=== Exercise data ===

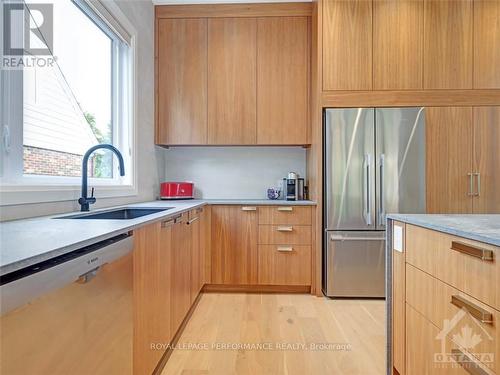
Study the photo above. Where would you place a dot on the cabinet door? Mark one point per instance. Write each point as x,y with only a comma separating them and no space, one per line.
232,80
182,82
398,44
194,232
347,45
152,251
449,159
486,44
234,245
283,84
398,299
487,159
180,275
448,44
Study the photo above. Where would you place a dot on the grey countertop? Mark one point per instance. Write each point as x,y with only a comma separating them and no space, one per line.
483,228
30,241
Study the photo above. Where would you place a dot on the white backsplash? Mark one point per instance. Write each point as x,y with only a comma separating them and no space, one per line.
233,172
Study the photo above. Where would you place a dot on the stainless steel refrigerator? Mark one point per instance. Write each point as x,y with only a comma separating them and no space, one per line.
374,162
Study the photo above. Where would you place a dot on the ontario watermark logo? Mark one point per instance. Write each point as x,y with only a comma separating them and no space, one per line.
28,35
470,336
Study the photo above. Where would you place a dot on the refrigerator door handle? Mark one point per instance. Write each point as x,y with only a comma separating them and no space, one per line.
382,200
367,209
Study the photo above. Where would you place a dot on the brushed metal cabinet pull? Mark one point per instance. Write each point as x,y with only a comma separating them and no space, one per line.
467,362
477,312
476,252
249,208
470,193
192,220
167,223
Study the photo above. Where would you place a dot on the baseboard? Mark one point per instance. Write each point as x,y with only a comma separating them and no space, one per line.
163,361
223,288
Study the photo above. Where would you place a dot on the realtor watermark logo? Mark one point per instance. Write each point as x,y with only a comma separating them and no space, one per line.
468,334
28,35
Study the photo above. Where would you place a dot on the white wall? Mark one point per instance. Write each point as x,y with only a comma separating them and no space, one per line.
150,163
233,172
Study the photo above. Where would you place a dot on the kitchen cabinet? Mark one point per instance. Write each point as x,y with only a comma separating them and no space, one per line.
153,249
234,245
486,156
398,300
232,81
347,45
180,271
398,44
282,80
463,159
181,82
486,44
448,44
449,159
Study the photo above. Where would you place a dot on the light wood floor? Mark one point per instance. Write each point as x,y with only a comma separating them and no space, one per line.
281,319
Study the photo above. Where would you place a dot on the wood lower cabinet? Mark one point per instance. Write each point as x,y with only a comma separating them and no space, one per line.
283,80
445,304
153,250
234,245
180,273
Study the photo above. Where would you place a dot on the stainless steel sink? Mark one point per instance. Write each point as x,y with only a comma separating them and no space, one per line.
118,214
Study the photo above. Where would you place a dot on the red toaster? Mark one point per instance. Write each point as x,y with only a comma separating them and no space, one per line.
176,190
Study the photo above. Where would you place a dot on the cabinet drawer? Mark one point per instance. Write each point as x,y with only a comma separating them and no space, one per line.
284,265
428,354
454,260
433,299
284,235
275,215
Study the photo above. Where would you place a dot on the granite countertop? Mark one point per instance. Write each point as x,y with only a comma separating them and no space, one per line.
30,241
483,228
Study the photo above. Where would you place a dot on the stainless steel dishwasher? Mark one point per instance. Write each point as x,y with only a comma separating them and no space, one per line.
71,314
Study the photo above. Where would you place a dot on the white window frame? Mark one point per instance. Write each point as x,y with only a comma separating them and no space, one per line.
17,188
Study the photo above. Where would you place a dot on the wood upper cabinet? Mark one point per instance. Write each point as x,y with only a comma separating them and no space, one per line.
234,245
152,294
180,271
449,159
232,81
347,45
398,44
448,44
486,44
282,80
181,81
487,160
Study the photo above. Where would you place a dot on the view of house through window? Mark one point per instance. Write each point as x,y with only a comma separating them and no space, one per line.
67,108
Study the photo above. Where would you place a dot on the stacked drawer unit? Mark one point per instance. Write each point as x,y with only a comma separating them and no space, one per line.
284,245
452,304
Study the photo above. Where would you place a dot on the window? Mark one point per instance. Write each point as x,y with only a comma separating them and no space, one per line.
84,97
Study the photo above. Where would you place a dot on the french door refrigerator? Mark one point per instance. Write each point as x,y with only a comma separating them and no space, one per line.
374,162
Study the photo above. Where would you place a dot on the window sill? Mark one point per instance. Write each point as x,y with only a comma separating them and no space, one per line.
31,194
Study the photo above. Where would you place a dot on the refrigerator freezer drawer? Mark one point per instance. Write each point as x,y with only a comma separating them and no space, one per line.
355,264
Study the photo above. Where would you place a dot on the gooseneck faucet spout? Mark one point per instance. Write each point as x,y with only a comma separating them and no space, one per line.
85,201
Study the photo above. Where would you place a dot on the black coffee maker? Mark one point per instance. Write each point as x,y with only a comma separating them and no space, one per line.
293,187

===

Quote verbatim the records from the line containing "the white window" through the end of the records, with both of those ends included.

Correct output:
Study the photo above. Where would you place a dot on the white window frame? Mark one point per instance. Write each point as x,y with only a comma separating them and no space, one per line.
17,188
Study the photo above. Where would you place a dot on the wood upper cabinet? Mark one point per instance. Write each point as x,y with only a comma separating them and no space, one per line.
234,245
152,294
180,271
449,159
232,81
347,45
398,44
448,44
486,44
282,80
181,81
487,160
Study the photo above. Where would you place a dot on the view of house through window? Mark one point per instance. Write each point as x,y with only a comma separating them and no space, one per line.
67,108
Study the photo above. Where would you place a dot on the stacked drawer unit? Mark one point per instance. Write each point as x,y with only a comma separating them and no space, one per line.
284,245
452,304
Study the photo above. Where would you place a dot on the window? Mark one point per instance. Write each point as x,y with only a comma separating them and no space, one per line.
84,97
Study the photo above. Where would you place a dot on the french door refrigerator? Mark one point per instance. Write each point as x,y with only a comma separating them and no space, one per line.
374,162
Study the photo above. Where would you place a dot on the window sill? Mark one point per instance. Write each point as x,y with only a comma separating them and no space, one per line.
31,194
Study the photo above. Where would you place a dot on the refrigerator freezer drawer? Mark one point per instance. Write each point as x,y with only a comma separating them and no space, one per line.
355,264
Study the photo above. Where would you place a dot on the gooseneck faucet spout? Mark one point per instance. Write each point as x,y with only a comma separating them and no space, one per line.
85,201
Study the photo above. Where would you place a dot on the black coffee maker? Mark one point per instance. Write each point as x,y with only a comma separating them and no space, one per line.
293,187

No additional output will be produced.